Reuters / Khmer Times Share:
Saudi Arabia's Energy Minister Khalid al-Falih, attend a meeting of the 4th OPEC-Non-OPEC Ministerial Monitoring Committee in St. Petersburg. AFP

TOKYO (Reuters) – Oil prices extended gains yesterday after Saudi Arabia pledged to curb exports from next month and OPEC called on several members to boost compliance with output cuts to help rein in oversupply and tackle flagging prices.

Gains were also supported by a warning from Halliburton’s executive chairman that the growth in North America’s rig count was “showing signs of plateauing”, a possible threat to US shale oil production.

Global benchmark Brent crude for September delivery was up $0.28 at $48.88 a barrel by 05:40 GMT after settling up 1.1 percent.

US West Texas Intermediate futures were up $0.28 at $46.62.

In a meeting in St Petersburg on Monday, the Organisation of the Petroleum Exporting Countries and non-OPEC producers discussed extending their deal to cut output by 1.8 million barrels per day (bpd) beyond March 2018 if necessary.
────────────────────────────────────────
What is asked:
[1] Check each statement against the oil market report and mark it yes or no, quoting the words of the report that decide it: (a) Brent crude for September delivery had settled up 1.1 percent. (b) Saudi Arabia pledged to raise its exports from next month. (c) The producers' meeting in St Petersburg took place on Monday.
[2] Write a continuation of the oil market report, starting after its final sentence.

(Location labeling data excerpts)
────────────────────────────────────────
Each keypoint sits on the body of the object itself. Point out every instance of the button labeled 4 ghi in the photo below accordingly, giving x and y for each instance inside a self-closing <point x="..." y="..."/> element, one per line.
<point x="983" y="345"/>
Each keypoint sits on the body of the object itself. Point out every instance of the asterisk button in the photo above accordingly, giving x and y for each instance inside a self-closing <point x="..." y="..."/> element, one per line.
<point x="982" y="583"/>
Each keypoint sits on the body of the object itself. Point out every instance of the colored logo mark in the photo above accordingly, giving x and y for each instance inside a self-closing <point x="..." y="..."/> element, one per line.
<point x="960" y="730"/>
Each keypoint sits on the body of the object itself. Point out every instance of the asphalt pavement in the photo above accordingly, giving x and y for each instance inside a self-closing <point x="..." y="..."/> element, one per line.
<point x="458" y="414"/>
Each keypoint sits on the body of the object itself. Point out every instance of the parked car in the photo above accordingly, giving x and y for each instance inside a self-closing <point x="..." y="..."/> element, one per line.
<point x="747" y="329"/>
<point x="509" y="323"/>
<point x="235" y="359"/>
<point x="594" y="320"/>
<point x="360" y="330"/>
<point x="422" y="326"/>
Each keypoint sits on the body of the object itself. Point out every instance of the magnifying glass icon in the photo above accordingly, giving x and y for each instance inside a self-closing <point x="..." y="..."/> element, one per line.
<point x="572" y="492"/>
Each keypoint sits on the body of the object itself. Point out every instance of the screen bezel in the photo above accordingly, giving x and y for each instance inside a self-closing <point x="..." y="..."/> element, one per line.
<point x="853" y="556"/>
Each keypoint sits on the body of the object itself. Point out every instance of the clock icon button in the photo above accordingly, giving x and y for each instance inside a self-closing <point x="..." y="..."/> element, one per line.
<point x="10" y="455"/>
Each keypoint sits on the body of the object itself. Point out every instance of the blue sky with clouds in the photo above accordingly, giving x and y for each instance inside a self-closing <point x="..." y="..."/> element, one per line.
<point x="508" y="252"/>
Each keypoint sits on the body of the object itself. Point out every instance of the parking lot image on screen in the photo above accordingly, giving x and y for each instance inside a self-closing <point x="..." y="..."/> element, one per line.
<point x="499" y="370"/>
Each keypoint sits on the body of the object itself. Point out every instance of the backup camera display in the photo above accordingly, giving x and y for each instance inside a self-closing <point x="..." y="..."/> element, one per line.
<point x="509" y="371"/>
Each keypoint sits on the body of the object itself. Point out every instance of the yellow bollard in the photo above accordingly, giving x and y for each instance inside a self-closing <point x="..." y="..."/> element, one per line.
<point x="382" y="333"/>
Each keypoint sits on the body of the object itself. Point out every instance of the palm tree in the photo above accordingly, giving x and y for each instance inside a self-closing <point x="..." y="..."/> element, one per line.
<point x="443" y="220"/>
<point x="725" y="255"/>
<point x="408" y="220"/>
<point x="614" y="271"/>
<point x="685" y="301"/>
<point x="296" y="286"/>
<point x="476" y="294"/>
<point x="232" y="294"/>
────────────────────────────────────────
In response:
[1]
(a) Yes: "after settling up 1.1 percent"
(b) No: "Saudi Arabia pledged to curb exports from next month"
(c) Yes: "In a meeting in St Petersburg on Monday"

[2]
Saudi Energy Minister Khalid al-Falih added his country would limit its crude exports to 6.6 million bpd in August, almost 1 million bpd below levels of a year ago.

Nigeria voluntarily agreed to join the deal by capping or cutting its output from 1.8 million bpd, once it stabilises at that level. Nigeria, which has been producing 1.7 million bpd recently, had been exempt from the output cuts.

OPEC said stocks held by industrial nations had fallen by 90 million barrels over January to June, but were still 250 million barrels above the five-year average, which is the target for OPEC and non-OPEC.

“Despite the goals for rebalancing, the market is still not sure that inventories would fall precipitously to achieve their target,” said Tomomichi Akuta, senior economist at Mitsubishi UFJ Research and Consulting in Tokyo.

Russian Energy Minister Alexander Novak said an additional 200,000 bpd of oil could be removed from the market if compliance to OPEC-led deal was 100 percent.

“In our view these meetings were aimed at saving face and diverting the market’s attention away from Iraq’s poor compliance, shale’s resilience, and Libya’s and Nigeria’s markedly higher output,” Britain’s Barclays bank said.

China’s crude imports will exceed 400 million tonnes (8 million bpd) this year and likely grow by double digits next year, a Sinopec Group executive said.

China imported the equivalent of 8.56 million bpd of crude in the first half of 2017, up 13.8 percent on the same period a year earlier, according to calculations based on customs data released on Monday.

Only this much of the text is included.